▶ _Work request A_: In the Zambia cholera article, how much clean water does the government say it is providing to affected communities each day?
▶ _Work request B_: Please write a continuation of the Zambia cholera article that picks up after its final sentence.

▶ _Text excerpt_:
People wait outside a cholera treatment centre, in Lusaka, Zambia / Photo: AP Archive / Photo: AFP Archive

Zambia is reeling from a major cholera outbreak that has killed more than 400 people and infected more than 10,000, leading authorities to order schools across the country to remain shut after the end-of-year holidays.

The outbreak in Zambia began in October, and 412 people have died, and 10,413 cases have been recorded, according to the latest count on Wednesday from the Zambia Public Health Institute, the government body that deals with health emergencies.

The Health Ministry says cholera has been detected in nearly half of the country's districts and nine out of 10 provinces, and the nation of about 20 million people has been recording more than 400 cases a day.

"This outbreak continues to pose a threat to the health security of the nation," Health Minister Sylvia Masebo said, outlining it was a nationwide problem.

The United Nations Children's Fund, UNICEF, called the fatality rate of around 4 percent in the three-month outbreak "a devastatingly high number."

When treated, cholera typically has a death rate of less than 1 percent. A large football stadium in the capital city has been converted into a treatment facility.

The Zambian government is embarking on a mass vaccination programme and says it's providing clean water — 2.4 million litres a day — to communities that are affected across the southern African nation.

The National Disaster Management Agency has been mobilised. Cholera is an acute diarrhoea infection caused by bacteria that is typically spread via contaminated food or water.

The disease is strongly linked to poverty and inadequate access to clean water.

Majority of cases are in the capital, Lusaka, where a 60,000-seat national football stadium has been converted into a treatment centre and is dealing with around 500 patients at any one time.

Measures taken

The Zambian government announced in early January that schools — which were meant to open for the year on January 8 — would only open on January 29.

▶ _Listed entries_:
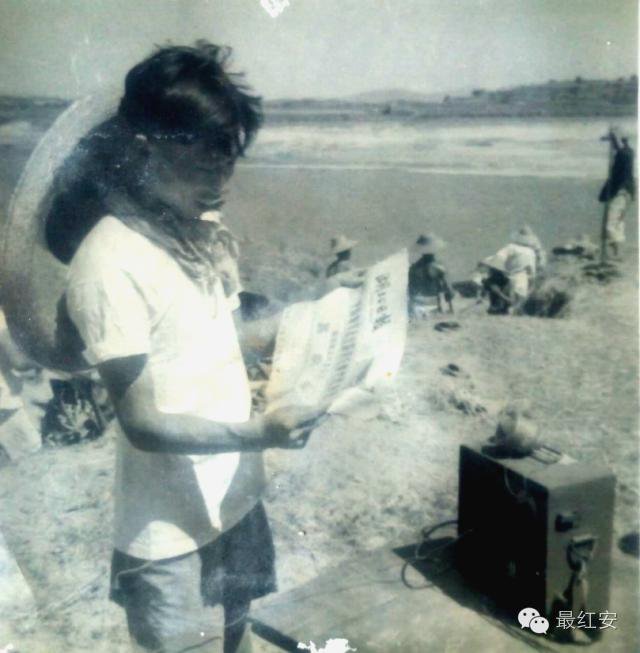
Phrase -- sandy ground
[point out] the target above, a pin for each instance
(375, 479)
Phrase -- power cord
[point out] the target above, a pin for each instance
(419, 556)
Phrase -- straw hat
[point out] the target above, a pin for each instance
(212, 216)
(34, 280)
(525, 236)
(495, 263)
(429, 243)
(342, 244)
(619, 132)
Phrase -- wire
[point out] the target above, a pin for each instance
(418, 556)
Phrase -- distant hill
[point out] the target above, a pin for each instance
(577, 97)
(393, 95)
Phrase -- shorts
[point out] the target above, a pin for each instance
(615, 217)
(166, 600)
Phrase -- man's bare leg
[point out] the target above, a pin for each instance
(237, 632)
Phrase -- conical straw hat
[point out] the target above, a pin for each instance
(33, 280)
(342, 244)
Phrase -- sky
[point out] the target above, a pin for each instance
(322, 48)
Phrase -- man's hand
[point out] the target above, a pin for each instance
(283, 426)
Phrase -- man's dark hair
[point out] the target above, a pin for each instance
(187, 91)
(178, 91)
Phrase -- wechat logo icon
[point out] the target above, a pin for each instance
(530, 618)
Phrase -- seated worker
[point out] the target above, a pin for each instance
(341, 248)
(519, 260)
(494, 284)
(525, 237)
(504, 283)
(428, 279)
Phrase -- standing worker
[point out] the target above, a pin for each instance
(617, 193)
(428, 279)
(147, 299)
(341, 248)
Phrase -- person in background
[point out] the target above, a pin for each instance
(525, 237)
(518, 261)
(618, 191)
(428, 284)
(341, 248)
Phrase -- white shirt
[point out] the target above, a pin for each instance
(518, 258)
(127, 296)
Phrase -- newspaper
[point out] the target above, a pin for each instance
(334, 351)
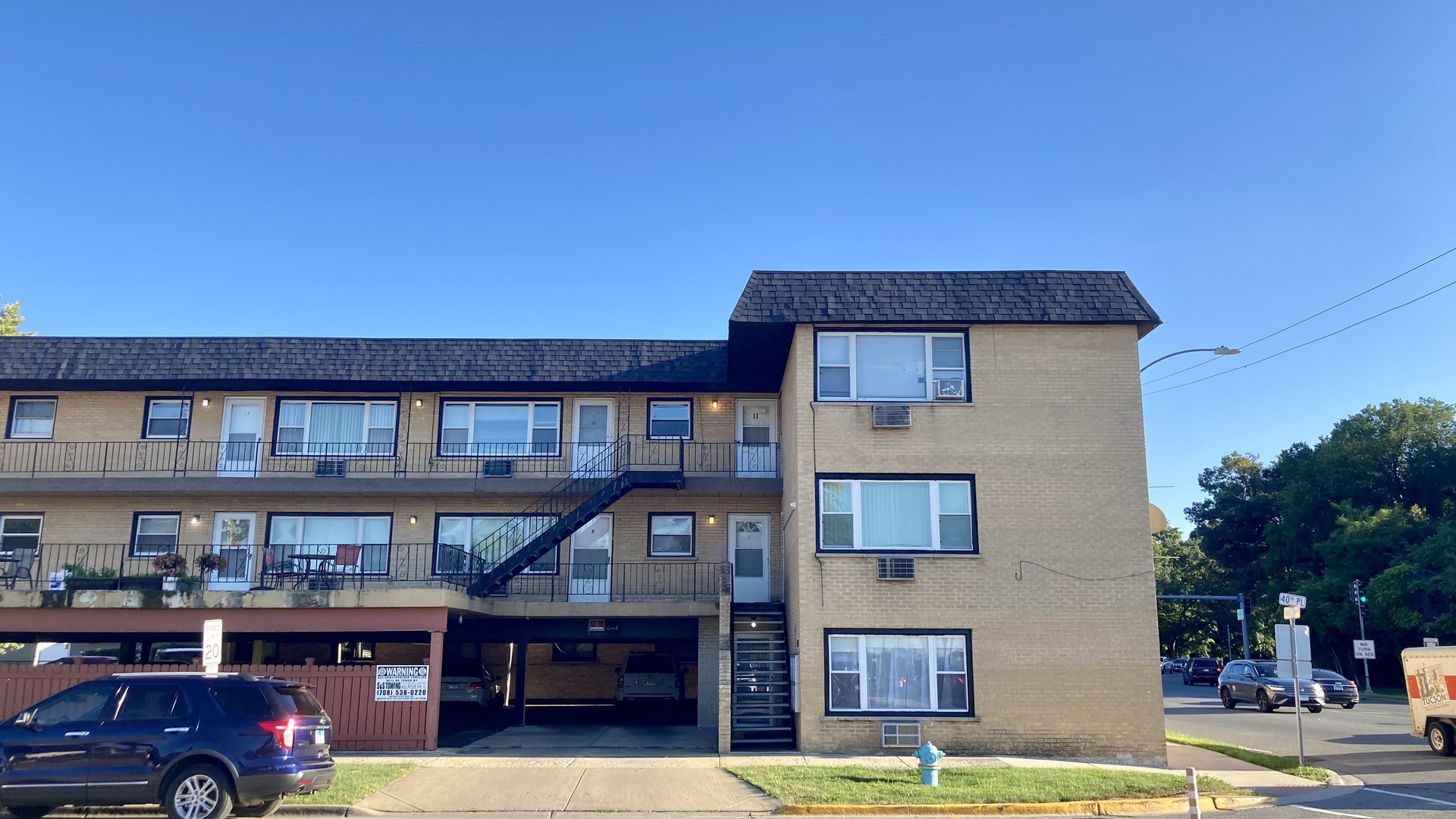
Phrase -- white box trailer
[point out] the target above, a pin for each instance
(1430, 676)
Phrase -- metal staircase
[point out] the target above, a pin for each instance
(761, 711)
(601, 480)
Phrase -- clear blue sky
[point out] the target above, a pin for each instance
(617, 169)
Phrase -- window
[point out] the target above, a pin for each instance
(670, 419)
(33, 417)
(322, 534)
(573, 651)
(672, 535)
(490, 538)
(155, 532)
(19, 532)
(80, 704)
(166, 417)
(899, 672)
(500, 428)
(335, 428)
(897, 515)
(152, 703)
(890, 366)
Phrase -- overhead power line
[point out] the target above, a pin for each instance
(1308, 343)
(1302, 321)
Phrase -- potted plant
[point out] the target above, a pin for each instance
(169, 564)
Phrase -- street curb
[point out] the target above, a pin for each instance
(1094, 808)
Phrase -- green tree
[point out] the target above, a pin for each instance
(11, 319)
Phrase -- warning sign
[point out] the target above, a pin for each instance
(400, 684)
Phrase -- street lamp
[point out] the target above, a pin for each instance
(1215, 350)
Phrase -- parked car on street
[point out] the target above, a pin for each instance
(650, 675)
(1203, 670)
(1338, 689)
(202, 746)
(1258, 682)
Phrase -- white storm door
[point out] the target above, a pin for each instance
(758, 431)
(240, 450)
(234, 539)
(590, 567)
(748, 554)
(592, 431)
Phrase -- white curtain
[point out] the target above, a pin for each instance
(335, 428)
(897, 673)
(890, 366)
(896, 515)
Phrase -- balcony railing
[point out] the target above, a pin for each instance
(433, 460)
(108, 567)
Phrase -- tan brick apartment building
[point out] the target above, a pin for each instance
(890, 506)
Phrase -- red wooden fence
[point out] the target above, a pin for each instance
(347, 692)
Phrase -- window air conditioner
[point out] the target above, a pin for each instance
(900, 735)
(894, 569)
(329, 468)
(498, 468)
(892, 416)
(949, 390)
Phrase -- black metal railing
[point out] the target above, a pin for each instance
(79, 567)
(428, 460)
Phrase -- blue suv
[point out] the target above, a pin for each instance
(204, 746)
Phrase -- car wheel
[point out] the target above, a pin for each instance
(264, 808)
(1439, 736)
(199, 792)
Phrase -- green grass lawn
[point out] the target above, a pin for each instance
(354, 781)
(1282, 764)
(855, 784)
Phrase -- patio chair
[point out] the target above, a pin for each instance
(18, 567)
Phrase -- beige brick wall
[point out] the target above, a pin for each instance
(1062, 659)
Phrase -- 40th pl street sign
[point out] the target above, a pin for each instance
(1286, 599)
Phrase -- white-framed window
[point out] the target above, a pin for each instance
(670, 419)
(19, 532)
(899, 673)
(33, 417)
(290, 535)
(670, 534)
(889, 515)
(337, 428)
(155, 534)
(889, 366)
(491, 538)
(166, 417)
(495, 428)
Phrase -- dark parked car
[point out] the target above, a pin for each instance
(1203, 670)
(200, 745)
(1338, 691)
(1258, 682)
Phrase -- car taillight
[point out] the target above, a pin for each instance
(283, 732)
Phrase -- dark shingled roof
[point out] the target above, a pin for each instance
(1072, 297)
(362, 362)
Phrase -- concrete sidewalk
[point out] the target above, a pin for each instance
(596, 779)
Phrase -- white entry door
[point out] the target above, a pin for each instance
(758, 431)
(748, 556)
(242, 449)
(234, 539)
(592, 561)
(592, 431)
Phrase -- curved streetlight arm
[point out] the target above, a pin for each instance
(1215, 350)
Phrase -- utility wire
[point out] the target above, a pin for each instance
(1304, 319)
(1308, 343)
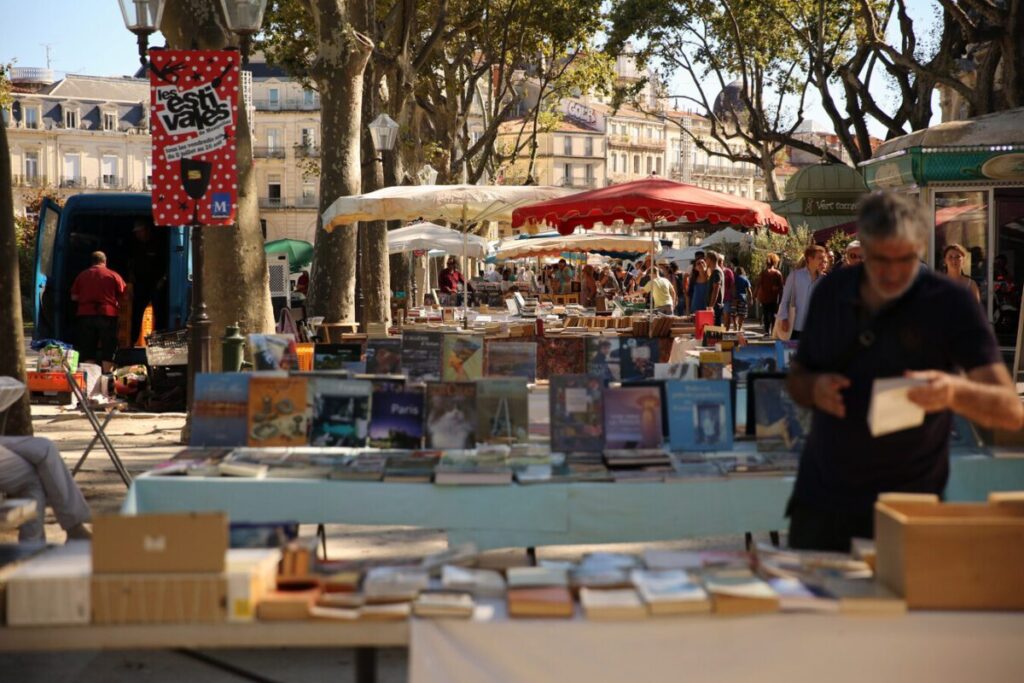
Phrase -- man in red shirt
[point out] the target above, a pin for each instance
(97, 292)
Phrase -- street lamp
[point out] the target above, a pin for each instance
(244, 19)
(142, 18)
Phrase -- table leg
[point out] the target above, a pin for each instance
(366, 665)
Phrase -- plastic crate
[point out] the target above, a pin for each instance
(167, 348)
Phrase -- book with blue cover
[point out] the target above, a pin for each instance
(220, 410)
(699, 415)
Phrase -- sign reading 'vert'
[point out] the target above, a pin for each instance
(194, 99)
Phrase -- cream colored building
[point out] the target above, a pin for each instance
(77, 134)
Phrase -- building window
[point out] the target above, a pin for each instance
(109, 171)
(31, 165)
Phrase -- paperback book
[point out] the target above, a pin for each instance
(220, 410)
(279, 412)
(384, 355)
(336, 356)
(577, 414)
(508, 358)
(699, 415)
(341, 412)
(463, 357)
(633, 417)
(421, 355)
(452, 415)
(503, 409)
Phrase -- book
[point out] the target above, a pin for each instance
(699, 415)
(891, 411)
(670, 592)
(603, 357)
(611, 604)
(273, 351)
(335, 356)
(577, 409)
(633, 417)
(443, 604)
(451, 421)
(279, 412)
(739, 592)
(714, 365)
(754, 357)
(503, 411)
(784, 350)
(384, 355)
(556, 355)
(638, 356)
(396, 417)
(552, 601)
(463, 357)
(220, 410)
(509, 358)
(341, 412)
(421, 355)
(779, 423)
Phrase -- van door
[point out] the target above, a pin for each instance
(44, 301)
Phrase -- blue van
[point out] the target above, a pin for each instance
(155, 259)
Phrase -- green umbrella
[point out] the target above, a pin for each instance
(300, 253)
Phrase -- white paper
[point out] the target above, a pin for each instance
(891, 411)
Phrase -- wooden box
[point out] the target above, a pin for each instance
(953, 555)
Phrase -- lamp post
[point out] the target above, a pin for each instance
(383, 134)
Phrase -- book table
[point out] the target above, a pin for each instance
(523, 516)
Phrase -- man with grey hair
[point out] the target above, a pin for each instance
(887, 317)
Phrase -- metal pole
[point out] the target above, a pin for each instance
(199, 322)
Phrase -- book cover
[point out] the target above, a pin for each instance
(780, 423)
(384, 355)
(341, 412)
(638, 356)
(463, 357)
(577, 409)
(334, 356)
(503, 411)
(633, 417)
(508, 358)
(754, 357)
(714, 365)
(451, 419)
(220, 410)
(273, 351)
(396, 416)
(603, 355)
(421, 355)
(784, 350)
(279, 412)
(557, 355)
(699, 415)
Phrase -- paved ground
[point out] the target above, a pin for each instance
(144, 439)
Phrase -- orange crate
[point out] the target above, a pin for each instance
(53, 381)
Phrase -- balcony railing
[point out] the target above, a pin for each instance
(287, 104)
(268, 153)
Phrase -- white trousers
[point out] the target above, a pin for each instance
(32, 467)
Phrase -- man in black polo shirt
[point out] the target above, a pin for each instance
(887, 317)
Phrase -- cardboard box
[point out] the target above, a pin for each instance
(252, 572)
(188, 543)
(954, 555)
(152, 598)
(51, 589)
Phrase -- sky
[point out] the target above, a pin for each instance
(89, 37)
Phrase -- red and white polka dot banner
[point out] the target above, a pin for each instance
(194, 97)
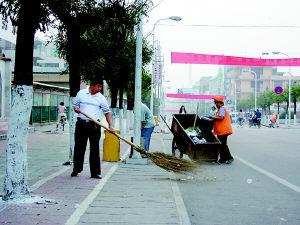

▶ _Answer section A_: 2.4 million liters a day.

▶ _Answer section B_:
Parents and children were urged to make use of education programs on public TV and radio, a situation that had echoes of the Covid-19 pandemic.

The education minister ordered schools to be cleaned and inspected.

Zambia's Disaster Management and Mitigation Unit was mobilised, and it was delivering large water tanks and trucking in clean water to some neighbourhoods daily.

Granulated chlorine to treat water was also being provided, it said.

The majority of cases are in the capital, Lusaka, where a 60,000-seat national soccer stadium has been converted into a treatment centre and is dealing with around 500 patients at any one time, the health minister said.

She said Zambia had received around 1.4 million doses of the oral cholera vaccine from the World Health Organization [WHO] and expected more than 200,000 more to arrive soon.

Zambian government officials, including Masebo, took a vaccine publicly to encourage others also to do so.

Health experts have previously warned that the numerous cholera outbreaks globally have strained the supply of vaccines, which are mostly distributed to poor countries through an international body run by the UN and partners. Vaccines Alliance Gavi predicted that the vaccine shortage could last until 2025.

Outbreaks in Africa

There have been recent cholera outbreaks in other southern African nations, including Malawi, Mozambique and Zimbabwe.

More than 200,000 cases and over 3,000 deaths have been reported in southern Africa since the start of 2023, UNICEF said.

Malawi had its worst cholera outbreak in decades in 2023.

Last year, the WHO reported that about 30 countries globally, also including Nigeria and Uganda in Africa, suffered serious outbreaks in the last few years.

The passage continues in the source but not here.